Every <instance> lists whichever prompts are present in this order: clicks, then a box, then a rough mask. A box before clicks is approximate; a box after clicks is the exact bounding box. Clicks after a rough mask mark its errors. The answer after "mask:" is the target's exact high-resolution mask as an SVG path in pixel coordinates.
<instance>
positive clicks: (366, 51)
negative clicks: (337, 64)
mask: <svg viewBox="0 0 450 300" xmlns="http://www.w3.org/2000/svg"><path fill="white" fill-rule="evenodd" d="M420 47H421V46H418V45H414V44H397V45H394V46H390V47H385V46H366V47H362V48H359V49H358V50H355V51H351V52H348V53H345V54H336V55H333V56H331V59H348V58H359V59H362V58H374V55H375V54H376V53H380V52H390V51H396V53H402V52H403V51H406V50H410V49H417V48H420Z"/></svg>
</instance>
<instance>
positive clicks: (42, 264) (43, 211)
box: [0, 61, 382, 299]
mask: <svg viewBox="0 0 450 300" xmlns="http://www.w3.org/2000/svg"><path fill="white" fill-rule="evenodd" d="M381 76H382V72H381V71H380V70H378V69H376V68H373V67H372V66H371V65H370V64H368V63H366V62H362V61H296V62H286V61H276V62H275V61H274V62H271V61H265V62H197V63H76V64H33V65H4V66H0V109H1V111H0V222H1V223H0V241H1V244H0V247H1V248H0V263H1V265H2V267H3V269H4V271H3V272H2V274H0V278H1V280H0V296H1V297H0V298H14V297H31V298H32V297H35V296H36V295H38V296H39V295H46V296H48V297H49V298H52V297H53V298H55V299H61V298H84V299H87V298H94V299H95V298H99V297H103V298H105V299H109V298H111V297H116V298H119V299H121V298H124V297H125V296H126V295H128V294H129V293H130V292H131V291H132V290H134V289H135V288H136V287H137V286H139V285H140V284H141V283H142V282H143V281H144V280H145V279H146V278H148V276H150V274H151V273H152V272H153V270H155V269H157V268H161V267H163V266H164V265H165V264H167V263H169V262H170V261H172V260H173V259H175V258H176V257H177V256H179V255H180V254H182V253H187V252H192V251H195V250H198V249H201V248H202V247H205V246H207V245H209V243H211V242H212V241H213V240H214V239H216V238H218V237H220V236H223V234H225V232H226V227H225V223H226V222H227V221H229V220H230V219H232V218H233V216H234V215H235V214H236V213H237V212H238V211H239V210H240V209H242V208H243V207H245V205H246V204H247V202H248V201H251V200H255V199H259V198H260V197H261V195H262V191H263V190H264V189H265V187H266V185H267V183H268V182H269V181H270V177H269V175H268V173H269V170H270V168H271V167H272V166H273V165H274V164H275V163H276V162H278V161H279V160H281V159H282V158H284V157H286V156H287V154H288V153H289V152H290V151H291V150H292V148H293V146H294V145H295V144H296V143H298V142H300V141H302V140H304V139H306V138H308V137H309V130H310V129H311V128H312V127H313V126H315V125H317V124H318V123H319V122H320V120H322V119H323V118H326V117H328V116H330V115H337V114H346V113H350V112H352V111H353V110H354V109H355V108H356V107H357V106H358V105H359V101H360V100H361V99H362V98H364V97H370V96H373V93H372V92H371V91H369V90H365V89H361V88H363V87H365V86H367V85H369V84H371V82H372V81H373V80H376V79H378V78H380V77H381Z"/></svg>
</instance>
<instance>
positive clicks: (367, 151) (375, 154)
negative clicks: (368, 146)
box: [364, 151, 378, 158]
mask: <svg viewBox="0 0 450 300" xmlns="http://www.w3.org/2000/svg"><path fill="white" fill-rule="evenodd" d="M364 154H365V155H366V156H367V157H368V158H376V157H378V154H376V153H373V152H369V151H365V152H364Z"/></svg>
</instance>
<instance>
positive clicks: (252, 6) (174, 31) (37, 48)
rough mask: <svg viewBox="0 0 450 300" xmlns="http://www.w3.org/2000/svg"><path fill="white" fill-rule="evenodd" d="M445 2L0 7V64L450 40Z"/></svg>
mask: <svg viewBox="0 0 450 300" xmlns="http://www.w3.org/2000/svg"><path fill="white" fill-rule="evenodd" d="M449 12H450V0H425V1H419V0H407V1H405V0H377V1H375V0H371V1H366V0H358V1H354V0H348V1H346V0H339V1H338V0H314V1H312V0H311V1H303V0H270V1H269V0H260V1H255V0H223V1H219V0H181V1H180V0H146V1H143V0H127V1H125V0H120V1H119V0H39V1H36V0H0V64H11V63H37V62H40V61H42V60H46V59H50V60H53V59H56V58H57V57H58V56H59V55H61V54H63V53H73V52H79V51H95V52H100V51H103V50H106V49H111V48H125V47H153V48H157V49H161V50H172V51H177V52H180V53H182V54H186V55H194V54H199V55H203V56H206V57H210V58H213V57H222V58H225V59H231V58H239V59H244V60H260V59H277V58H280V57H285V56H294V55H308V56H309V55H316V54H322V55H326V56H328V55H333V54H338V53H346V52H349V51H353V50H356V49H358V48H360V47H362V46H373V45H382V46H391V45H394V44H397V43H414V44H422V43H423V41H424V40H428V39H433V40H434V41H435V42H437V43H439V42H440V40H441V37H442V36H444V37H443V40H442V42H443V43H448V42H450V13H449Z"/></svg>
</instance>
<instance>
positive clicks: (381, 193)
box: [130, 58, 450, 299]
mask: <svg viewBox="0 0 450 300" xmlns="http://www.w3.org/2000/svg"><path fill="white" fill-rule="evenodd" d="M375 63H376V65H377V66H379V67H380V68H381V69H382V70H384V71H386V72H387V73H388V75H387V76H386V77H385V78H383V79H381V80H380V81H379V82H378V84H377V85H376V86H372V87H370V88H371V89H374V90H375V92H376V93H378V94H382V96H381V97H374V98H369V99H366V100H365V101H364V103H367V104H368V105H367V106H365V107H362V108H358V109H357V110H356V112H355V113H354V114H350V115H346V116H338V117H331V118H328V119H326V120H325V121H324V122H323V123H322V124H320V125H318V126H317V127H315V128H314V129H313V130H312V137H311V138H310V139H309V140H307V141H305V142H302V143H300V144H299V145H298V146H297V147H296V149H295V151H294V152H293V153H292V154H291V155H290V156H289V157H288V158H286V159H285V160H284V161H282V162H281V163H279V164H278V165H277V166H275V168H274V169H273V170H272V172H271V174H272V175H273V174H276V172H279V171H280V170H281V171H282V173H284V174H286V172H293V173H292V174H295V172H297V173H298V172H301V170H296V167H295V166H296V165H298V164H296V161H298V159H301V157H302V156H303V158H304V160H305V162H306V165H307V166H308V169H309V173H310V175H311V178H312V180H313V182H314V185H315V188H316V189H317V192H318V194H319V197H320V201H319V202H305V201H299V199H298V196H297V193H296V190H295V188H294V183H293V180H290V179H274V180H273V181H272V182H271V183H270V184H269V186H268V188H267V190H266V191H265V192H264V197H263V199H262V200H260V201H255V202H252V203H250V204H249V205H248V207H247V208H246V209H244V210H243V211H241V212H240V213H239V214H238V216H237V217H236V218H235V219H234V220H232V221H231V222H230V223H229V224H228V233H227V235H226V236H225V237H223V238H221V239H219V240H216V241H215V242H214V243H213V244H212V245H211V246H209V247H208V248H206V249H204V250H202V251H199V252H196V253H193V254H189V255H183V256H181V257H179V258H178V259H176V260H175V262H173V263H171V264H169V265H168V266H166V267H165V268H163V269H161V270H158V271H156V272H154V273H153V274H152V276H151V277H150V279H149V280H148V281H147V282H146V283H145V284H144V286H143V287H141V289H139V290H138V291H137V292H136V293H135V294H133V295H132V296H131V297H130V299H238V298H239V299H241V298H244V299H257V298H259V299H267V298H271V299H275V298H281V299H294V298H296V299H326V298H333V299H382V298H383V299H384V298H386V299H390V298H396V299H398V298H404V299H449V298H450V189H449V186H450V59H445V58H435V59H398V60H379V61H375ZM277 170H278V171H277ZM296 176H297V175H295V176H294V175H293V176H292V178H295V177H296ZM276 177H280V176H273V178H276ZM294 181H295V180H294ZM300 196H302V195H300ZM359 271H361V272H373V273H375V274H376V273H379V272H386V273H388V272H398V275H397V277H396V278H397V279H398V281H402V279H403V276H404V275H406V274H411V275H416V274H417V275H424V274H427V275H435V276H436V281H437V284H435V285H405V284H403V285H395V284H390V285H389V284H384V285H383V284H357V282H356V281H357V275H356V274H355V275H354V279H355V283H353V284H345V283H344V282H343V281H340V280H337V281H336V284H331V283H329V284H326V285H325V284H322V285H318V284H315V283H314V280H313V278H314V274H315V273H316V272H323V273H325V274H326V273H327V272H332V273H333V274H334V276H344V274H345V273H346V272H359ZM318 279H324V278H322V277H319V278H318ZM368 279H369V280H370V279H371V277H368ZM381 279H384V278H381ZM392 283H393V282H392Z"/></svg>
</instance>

------------------------

To do. How many lines in the records above contain the string "positive"? Case counts; reply with the number alone.

Answer box. 5